> [Required work] Which of the lines below include "cotton"? Each one should be copied out.

(Extracted information begins)

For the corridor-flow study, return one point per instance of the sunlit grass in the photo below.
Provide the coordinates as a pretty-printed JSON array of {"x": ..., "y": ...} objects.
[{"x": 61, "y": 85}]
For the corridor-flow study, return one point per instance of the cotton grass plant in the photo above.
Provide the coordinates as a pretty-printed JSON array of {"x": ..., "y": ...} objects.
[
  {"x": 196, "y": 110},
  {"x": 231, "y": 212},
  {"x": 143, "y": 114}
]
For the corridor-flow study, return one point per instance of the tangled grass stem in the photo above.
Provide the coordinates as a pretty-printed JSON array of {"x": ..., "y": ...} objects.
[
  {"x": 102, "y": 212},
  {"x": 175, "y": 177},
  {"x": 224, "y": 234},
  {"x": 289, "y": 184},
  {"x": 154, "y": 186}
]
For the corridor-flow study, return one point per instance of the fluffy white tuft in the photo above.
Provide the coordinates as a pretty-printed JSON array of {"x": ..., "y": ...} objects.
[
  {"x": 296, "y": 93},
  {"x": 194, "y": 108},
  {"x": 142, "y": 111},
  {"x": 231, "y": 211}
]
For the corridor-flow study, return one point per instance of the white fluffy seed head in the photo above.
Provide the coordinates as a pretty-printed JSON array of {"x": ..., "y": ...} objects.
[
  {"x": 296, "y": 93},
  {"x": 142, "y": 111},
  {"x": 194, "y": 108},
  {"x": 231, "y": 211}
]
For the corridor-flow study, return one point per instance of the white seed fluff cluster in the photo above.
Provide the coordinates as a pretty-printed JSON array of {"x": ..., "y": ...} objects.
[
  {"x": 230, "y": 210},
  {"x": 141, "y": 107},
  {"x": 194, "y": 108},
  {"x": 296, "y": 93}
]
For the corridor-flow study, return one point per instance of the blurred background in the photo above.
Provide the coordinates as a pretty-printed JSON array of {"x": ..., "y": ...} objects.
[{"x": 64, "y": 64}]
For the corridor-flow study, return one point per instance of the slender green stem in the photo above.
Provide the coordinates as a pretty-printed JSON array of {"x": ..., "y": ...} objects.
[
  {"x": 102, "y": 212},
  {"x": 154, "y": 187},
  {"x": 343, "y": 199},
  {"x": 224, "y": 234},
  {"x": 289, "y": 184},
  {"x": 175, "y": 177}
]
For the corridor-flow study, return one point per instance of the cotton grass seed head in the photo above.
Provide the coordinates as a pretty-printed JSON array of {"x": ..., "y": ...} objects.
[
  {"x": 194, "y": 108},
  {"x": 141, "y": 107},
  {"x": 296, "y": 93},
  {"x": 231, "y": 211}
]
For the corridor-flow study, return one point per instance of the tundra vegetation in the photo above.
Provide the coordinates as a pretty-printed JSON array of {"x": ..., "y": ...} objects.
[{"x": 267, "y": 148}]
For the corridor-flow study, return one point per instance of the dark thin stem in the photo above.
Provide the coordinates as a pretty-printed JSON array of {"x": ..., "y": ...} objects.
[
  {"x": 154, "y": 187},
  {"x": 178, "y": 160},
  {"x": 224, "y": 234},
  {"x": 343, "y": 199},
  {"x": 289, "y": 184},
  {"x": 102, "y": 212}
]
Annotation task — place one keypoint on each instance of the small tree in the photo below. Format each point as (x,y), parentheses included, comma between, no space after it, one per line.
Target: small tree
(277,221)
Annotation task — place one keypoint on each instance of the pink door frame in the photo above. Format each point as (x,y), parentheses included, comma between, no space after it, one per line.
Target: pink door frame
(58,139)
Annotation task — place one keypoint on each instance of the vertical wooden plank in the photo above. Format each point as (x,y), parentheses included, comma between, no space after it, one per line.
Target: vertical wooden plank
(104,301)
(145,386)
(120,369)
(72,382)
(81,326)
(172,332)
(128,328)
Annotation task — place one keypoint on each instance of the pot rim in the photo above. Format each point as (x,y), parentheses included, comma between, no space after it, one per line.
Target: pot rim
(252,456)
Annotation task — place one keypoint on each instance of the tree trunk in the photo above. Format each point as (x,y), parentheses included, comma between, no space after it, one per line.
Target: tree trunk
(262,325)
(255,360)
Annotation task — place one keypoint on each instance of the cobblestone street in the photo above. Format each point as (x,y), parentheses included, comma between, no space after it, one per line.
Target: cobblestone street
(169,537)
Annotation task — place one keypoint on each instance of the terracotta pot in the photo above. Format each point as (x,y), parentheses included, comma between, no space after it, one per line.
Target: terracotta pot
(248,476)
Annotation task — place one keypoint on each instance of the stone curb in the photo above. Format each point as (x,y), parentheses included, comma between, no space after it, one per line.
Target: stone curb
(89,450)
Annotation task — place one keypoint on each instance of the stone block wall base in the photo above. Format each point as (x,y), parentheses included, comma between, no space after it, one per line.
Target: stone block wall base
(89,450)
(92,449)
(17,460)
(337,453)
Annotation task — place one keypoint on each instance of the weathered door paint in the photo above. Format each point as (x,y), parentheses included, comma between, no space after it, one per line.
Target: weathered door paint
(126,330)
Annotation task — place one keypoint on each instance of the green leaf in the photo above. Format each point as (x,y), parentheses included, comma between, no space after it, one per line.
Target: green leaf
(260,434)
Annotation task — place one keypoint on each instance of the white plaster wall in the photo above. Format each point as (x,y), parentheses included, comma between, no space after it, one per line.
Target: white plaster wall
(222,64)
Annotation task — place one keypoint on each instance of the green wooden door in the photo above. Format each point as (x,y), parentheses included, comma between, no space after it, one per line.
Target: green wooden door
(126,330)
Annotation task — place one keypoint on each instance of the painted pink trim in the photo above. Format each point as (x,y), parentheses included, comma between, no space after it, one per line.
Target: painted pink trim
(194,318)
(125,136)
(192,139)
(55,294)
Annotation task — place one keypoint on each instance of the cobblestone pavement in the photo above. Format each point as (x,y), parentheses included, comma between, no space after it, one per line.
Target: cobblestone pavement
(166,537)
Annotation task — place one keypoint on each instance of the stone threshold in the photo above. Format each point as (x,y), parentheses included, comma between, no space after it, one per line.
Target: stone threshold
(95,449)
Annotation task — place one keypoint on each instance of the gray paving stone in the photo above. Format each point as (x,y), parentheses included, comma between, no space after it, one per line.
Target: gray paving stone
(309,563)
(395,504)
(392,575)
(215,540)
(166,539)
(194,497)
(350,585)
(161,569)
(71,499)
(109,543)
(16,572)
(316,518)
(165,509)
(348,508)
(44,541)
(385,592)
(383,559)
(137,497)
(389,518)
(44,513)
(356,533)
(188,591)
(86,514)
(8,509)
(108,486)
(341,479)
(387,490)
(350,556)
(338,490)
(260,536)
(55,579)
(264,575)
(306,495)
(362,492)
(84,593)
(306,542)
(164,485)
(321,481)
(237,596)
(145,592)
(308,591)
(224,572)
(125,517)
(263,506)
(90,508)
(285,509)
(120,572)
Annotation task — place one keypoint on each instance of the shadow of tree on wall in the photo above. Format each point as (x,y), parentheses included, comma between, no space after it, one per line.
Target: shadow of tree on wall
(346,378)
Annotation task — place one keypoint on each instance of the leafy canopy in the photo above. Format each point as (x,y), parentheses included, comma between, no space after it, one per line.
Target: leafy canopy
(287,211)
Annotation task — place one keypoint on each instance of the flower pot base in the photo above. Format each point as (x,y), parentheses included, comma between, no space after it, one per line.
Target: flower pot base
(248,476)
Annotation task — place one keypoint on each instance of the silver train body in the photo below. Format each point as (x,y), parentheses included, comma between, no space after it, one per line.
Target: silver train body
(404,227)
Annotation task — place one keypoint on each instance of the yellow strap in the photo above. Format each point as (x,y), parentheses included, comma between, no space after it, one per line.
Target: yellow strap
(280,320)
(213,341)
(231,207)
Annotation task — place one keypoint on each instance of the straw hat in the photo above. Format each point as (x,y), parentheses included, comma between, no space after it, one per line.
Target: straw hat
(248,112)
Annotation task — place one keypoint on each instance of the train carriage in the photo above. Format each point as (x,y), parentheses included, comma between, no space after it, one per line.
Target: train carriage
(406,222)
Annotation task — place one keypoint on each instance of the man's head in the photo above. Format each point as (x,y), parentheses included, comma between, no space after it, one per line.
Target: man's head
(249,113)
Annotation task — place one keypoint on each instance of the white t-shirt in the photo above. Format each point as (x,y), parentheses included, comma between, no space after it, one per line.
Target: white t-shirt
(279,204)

(Extracted information ends)

> [Response]
For the corridor-flow study, return one point per instance of the cotton grass plant in the photo above.
For the corridor-flow study, return one point per instance of the cotton grass seed head in the photo above.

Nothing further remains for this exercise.